▸ What is required
Reproduce the material exactly, omitting nothing.

▸ Records to process

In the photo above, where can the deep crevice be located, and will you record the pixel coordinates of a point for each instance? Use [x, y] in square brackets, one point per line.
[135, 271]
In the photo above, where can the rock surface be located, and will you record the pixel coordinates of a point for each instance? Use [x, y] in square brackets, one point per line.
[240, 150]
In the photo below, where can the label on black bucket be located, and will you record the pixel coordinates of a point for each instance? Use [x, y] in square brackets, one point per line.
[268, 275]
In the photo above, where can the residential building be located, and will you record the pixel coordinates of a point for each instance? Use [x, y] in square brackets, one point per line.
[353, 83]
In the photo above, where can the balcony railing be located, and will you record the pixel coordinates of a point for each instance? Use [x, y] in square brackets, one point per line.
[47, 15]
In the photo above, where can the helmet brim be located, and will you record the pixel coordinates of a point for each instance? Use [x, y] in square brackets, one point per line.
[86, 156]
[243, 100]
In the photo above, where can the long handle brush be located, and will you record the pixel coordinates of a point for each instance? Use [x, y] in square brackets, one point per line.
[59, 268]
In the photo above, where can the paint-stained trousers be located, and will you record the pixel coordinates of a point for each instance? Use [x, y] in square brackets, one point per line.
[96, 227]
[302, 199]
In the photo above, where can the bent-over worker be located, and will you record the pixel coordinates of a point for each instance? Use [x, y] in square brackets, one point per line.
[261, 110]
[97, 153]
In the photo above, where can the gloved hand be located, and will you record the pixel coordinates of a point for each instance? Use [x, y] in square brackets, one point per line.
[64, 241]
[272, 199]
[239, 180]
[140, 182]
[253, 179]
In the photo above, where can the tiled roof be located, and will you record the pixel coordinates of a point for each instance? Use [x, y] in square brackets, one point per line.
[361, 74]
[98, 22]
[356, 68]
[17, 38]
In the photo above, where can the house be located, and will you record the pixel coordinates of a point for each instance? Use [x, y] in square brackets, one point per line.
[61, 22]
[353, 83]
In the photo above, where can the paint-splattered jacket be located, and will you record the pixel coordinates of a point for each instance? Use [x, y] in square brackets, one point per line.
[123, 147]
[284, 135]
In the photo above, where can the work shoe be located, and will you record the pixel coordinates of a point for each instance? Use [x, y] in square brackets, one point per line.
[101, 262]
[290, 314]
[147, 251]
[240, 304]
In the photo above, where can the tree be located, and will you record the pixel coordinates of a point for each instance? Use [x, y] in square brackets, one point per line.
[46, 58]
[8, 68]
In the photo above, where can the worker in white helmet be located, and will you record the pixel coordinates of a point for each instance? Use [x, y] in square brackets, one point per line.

▸ Written response
In the photo above, where can the deep crevice be located, and will you record the pixel coordinates of a point for each instance? Use [x, y] in square brackets, one point per line.
[135, 271]
In the photo above, where can the rock surface be located, and will you record the pixel coordinates of a point for each instance? Use [x, y] in square brackets, one point per line.
[240, 150]
In the photo below, where can the label on black bucket be located, and will you record the pixel coordinates of a point for each instance? Use [x, y] in square brackets, one point per line.
[268, 275]
In the photo above, where can the residential building be located, and will you record the pixel coordinates of a point for each instance? Use [x, y] in square brackets, one point per line.
[353, 83]
In the photo above, where can the balcony railing be located, and will you record the pixel coordinates of a point for each instance? Use [x, y] in square brackets, one point per line.
[47, 15]
In the photo above, where can the helmet brim be located, and will you record the pixel coordinates of a point for each instance? Use [x, y] in square brackets, one point per line.
[86, 156]
[243, 100]
In the photo above, where can the long handle brush be located, and will you record the pixel coordinates of a point for each instance? Use [x, y] in square brackets, one point per line.
[59, 268]
In the photo above, where can the paint-stained trousers be located, and will you record the pixel coordinates of a point for each instance? Use [x, y] in square brackets, one point per line.
[96, 227]
[302, 199]
In the photo above, where can the bent-over worker be located, and will you record the pixel coordinates of a point for each instance? Use [x, y] in square brackets, one point per line.
[261, 110]
[97, 153]
In the photo above, where can the gloved hand be located, and will you record the pixel coordinates of a point for each instance? Use [x, y] in square brackets, one point per line.
[64, 241]
[272, 199]
[239, 180]
[140, 182]
[253, 179]
In the photo above, where can the tiled roof be located, and will you record the pixel coordinates of a point for each instance? Use [x, y] in square brackets, one point per line.
[361, 74]
[98, 22]
[356, 68]
[17, 38]
In the photo above, where can the house be located, and will you record the pixel coordinates of a point for each instance? Use [x, y] in square brackets, one point per line.
[61, 22]
[353, 83]
In the photo above, where can the paint-splattered jacket be located, and will you record the pixel coordinates of a point for each instance? Use [x, y] in square brackets, one point per line.
[123, 147]
[284, 135]
In the photo above, where can the work shoe be located, and will you record the pixel coordinates of a point for each instance? Use [x, y] in square brackets, one point per line.
[101, 262]
[290, 314]
[147, 251]
[240, 304]
In the photo above, where can the tree be located, and will you record the pixel coordinates of a point for each instance? Use [x, y] in square brackets, one point per line.
[46, 58]
[8, 68]
In the photo above, where can the worker in white helmet be located, and will you record the pixel coordinates of a point for each instance? Use [x, y] in square brackets, one point per line.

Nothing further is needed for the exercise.